REQUIREMENT – Copy the listing below word for word, from the line containing "Find the hazy mountain" through the end of the listing.

THE INPUT –
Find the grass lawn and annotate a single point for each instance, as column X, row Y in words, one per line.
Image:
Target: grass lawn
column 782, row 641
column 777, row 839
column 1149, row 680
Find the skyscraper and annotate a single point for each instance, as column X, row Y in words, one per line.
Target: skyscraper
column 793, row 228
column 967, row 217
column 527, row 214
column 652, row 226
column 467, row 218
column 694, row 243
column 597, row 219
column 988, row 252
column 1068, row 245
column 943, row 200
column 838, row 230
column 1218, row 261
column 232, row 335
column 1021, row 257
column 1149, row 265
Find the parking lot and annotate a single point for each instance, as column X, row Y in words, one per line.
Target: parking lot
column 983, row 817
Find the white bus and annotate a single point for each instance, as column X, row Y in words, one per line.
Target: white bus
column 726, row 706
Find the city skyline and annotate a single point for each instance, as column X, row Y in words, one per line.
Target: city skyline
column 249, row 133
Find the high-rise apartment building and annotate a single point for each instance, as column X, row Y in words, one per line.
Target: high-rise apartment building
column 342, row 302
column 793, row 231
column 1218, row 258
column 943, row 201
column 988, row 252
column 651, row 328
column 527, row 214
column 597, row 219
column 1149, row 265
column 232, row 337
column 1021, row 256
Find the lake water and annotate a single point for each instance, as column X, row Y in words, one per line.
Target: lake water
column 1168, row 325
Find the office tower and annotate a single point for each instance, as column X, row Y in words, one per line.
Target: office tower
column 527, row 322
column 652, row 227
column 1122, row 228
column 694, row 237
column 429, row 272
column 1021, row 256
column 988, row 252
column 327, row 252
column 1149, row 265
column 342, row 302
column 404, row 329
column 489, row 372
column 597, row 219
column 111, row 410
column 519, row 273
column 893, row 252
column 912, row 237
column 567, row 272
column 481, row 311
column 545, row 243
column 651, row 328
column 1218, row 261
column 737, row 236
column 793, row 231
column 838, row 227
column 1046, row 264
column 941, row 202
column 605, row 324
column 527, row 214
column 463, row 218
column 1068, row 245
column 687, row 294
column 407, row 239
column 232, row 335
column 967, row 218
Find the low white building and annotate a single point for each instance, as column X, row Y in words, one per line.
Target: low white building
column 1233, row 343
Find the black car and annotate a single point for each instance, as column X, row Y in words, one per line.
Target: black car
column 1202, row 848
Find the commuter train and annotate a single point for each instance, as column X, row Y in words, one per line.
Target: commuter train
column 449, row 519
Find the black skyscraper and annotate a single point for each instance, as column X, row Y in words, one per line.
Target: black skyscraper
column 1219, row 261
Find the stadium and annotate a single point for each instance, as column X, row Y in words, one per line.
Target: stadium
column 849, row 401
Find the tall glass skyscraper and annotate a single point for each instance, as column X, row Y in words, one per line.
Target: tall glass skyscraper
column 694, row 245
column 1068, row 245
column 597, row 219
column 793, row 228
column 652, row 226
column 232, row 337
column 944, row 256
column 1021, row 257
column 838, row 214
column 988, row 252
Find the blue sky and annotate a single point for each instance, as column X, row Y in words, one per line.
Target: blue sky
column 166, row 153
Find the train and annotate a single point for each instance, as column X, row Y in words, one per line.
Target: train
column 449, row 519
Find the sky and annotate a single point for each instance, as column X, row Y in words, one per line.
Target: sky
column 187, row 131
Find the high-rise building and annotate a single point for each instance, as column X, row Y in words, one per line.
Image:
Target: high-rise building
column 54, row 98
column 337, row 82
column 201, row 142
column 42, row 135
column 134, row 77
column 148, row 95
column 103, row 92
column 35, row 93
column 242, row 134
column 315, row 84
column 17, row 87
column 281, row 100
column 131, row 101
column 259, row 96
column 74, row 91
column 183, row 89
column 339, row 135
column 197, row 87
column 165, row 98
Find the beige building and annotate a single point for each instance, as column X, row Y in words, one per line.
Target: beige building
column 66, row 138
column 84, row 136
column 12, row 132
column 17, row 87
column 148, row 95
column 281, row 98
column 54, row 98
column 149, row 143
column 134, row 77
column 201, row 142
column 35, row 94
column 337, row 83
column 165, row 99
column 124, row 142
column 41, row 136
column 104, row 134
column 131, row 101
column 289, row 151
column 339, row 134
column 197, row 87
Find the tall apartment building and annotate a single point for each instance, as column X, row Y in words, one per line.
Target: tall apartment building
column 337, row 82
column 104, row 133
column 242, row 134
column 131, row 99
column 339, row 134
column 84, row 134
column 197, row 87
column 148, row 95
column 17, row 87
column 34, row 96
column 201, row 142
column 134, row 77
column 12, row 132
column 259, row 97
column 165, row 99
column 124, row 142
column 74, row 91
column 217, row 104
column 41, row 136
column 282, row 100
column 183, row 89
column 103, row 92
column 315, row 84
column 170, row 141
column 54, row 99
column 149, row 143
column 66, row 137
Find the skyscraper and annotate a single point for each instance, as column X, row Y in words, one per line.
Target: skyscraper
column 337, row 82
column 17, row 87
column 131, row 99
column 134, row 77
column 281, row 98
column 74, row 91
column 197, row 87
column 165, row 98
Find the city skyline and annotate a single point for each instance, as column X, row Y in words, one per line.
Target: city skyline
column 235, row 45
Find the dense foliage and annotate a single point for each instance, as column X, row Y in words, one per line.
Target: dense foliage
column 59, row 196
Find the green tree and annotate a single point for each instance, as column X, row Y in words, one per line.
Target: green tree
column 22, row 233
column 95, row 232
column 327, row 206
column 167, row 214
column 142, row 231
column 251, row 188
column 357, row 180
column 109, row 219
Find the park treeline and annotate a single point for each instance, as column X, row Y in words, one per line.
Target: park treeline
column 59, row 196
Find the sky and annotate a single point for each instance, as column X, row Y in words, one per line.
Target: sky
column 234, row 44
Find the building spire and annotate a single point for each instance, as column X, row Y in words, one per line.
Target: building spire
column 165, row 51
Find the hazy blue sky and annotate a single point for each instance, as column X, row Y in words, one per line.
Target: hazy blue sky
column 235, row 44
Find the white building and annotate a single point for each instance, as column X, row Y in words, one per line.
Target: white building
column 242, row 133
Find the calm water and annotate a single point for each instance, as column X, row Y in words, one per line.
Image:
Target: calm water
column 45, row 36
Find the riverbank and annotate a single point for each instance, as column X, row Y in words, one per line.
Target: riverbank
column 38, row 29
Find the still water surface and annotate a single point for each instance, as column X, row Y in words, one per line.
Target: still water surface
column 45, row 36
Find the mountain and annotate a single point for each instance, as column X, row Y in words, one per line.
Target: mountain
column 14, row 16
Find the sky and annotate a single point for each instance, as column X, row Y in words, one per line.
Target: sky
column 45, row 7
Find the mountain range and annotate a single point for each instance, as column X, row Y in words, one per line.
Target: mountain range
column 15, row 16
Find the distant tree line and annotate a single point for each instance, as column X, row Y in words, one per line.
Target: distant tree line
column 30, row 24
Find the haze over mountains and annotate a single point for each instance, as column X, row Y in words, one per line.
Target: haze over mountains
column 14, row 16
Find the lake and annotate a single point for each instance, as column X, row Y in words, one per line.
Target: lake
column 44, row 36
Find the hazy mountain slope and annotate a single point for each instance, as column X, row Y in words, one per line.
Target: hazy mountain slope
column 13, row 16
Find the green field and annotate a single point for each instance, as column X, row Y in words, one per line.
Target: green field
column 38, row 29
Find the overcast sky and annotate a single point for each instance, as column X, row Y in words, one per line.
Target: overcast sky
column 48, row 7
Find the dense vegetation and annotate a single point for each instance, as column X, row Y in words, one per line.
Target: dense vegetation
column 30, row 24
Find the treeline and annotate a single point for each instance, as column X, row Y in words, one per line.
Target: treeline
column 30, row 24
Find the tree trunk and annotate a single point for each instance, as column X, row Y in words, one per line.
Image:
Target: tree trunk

SOLUTION TO THIS EXERCISE –
Find the hazy mountain slope and annotate a single point for each instance, as column X, row Y in words, one per line.
Target: hazy mountain slope
column 13, row 16
Find the green field and annotate a single point for each instance, as column X, row Y in words, one per line.
Target: green field
column 38, row 29
Find the overcast sky and annotate a single point for each instance, as column X, row Y in words, one per line.
Target: overcast sky
column 48, row 7
Find the dense vegetation and annotate a single point for each instance, as column X, row Y in words, one per line.
Target: dense vegetation
column 30, row 24
Find the treeline and annotate a single point for each instance, as column X, row Y in words, one per line.
Target: treeline
column 30, row 24
Find the tree trunk and annotate a single point for each instance, as column X, row Y in words, one per line.
Image:
Target: tree trunk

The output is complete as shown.